**Exercise brief**.
All of the lines below should be output exactly as shown.

-------- Exercise data --------

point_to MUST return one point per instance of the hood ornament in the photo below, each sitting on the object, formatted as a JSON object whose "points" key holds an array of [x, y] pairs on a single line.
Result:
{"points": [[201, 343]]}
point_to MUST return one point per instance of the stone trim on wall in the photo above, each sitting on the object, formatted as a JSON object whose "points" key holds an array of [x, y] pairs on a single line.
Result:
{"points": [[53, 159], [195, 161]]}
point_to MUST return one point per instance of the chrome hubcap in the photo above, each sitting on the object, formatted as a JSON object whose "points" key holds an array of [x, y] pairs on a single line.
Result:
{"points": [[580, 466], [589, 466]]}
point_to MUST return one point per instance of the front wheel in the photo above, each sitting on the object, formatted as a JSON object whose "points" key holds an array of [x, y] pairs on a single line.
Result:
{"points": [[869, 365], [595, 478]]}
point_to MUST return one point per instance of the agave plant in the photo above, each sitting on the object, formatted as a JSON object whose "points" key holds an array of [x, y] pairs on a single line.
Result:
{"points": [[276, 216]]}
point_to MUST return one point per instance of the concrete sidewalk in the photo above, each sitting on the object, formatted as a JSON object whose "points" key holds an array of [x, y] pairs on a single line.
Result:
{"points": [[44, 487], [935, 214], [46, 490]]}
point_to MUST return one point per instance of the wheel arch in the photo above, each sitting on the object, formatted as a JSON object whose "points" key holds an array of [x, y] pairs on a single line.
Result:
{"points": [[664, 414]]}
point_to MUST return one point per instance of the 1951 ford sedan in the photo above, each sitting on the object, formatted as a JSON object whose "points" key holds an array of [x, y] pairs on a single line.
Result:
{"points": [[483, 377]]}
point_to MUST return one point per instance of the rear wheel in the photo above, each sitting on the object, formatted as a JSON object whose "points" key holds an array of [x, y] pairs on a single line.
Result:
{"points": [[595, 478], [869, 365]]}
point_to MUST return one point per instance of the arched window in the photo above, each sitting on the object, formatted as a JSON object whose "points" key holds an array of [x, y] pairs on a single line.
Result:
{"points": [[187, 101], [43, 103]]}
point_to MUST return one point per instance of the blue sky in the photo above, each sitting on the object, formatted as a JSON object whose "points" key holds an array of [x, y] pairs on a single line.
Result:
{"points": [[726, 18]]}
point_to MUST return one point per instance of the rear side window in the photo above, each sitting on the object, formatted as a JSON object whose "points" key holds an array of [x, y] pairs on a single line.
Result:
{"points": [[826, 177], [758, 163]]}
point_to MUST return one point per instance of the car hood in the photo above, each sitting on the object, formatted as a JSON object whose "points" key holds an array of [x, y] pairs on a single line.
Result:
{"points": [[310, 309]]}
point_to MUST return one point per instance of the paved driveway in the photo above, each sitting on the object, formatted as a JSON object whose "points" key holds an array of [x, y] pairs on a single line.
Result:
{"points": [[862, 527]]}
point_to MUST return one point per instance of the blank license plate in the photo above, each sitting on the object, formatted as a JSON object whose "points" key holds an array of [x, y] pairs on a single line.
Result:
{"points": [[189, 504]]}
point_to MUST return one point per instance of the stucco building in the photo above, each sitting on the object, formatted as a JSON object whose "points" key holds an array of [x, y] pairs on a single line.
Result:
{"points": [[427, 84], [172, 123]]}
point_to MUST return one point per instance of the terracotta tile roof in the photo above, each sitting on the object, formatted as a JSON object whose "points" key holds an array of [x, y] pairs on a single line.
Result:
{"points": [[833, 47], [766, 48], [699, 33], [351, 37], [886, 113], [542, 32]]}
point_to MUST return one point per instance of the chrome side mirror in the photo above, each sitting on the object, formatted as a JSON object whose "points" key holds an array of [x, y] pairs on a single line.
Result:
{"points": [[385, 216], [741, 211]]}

--------

**Result**.
point_to MUST return one point per instance of the hood ornament in the photo below, each sitting on the object, formatted as a JSON object whose "points" key holds an array of [x, y] pairs on a single line.
Result:
{"points": [[201, 343]]}
point_to MUST return one point per instance of the stone trim on wall in the photo above, each sitting on the object, formatted as a JSON object whose "points" key holds an array of [x, y] pairs on a single line.
Result:
{"points": [[53, 159], [195, 161]]}
point_to MUST return one point per instance of the chrome hubcap in the photo above, each sitting on the object, formatted as a JSON object whose "points" key holds an array of [x, y] pairs on a single line.
Result:
{"points": [[580, 466], [589, 466]]}
point_to MUST return one point per instance of the front wheel in the photo above, each sitting on the object, formatted as a JSON object whose "points" key holds an array of [x, y] pairs on a single line.
Result:
{"points": [[869, 365], [595, 478]]}
point_to MUST return one point per instance of the agave plant in the photo above, each sitting on the object, formatted as a JSON object whose "points" key holds an array of [x, y] pairs on a single line.
Result:
{"points": [[276, 216]]}
point_to MUST return one point per instance of the concrete sidewalk in the photo above, each sitting on the object, formatted as a JSON object whose "points" key holds an array of [x, y] pairs on a single line.
Result:
{"points": [[44, 487], [935, 214], [46, 490]]}
point_to MUST return one point per instance of the wheel arch in the photo above, each sitting on the object, formatted as a JSON object whose "points" key holds an array of [x, y] pairs on a single line.
Result:
{"points": [[664, 414]]}
point_to MUST return one point per instance of the 1951 ford sedan in the photo above, each sitting on the object, formatted as a JSON object whose "points" key holds an array of [x, y] pairs on a single line.
Result:
{"points": [[483, 377]]}
point_to MUST return one point per instance of the rear wheel in the photo above, each sitting on the object, formatted as a JSON object whose "points" key holds an array of [x, y] pairs on a single line.
Result:
{"points": [[595, 478], [869, 365]]}
point_to MUST return one point per instance of the arched window in the photo above, each sitting on the object, formatted as a JSON object whose "points" key holds an array of [x, y] pairs on a single line.
Result:
{"points": [[187, 101], [43, 103]]}
point_to MUST return one point per instance of the blue sky in the photo above, each sitting on the object, formatted as a JSON object whose "points" key holds an array of [x, y] pairs on a single line.
Result:
{"points": [[726, 18]]}
point_to MUST return one point per instance of the rear side window in the photo above, each sitting on the object, formatted as a JSON object whose "points" key holds an array of [x, y] pairs on a single line.
Result:
{"points": [[826, 177], [758, 163]]}
point_to MUST return one point per instance of the car hood in the photo above, each sitting on the object, formatted as a JSON object whose "points" key holds an array of [x, y] pairs on a single line.
Result:
{"points": [[310, 309]]}
point_to MUST return one point per instance of the paved driveway in the photo above, each sitting on the object, formatted as a JSON object whose "points" key holds an array of [x, y] pairs on a single line.
Result:
{"points": [[862, 527]]}
point_to MUST return one point per instance of the blank license plate in the photo above, each sitting on the object, formatted as a JSON object whose "points" key holds an array of [x, y] pairs on a single line.
Result:
{"points": [[189, 504]]}
point_to MUST return one point per instance of the stucco building in the photo above, each sitting on the object, formatted as a JSON object whose "points" key holds an array of [x, y] pairs on a single line.
Result:
{"points": [[427, 84], [172, 123]]}
point_to MUST return one point per instance of the terracotta tile roof in the photo above, each sitting on the object, formatted as a JSON object whose "points" key holds an array of [x, y] pairs on a single line.
Result:
{"points": [[833, 47], [766, 48], [699, 33], [351, 37], [886, 113], [542, 32]]}
point_to MUST return one point per instance of the chrome side mirror in the photo above, each sitting on the object, formatted as a JSON object whose "points" key holds an array of [x, y] pairs on a single line.
Result:
{"points": [[385, 216], [741, 211]]}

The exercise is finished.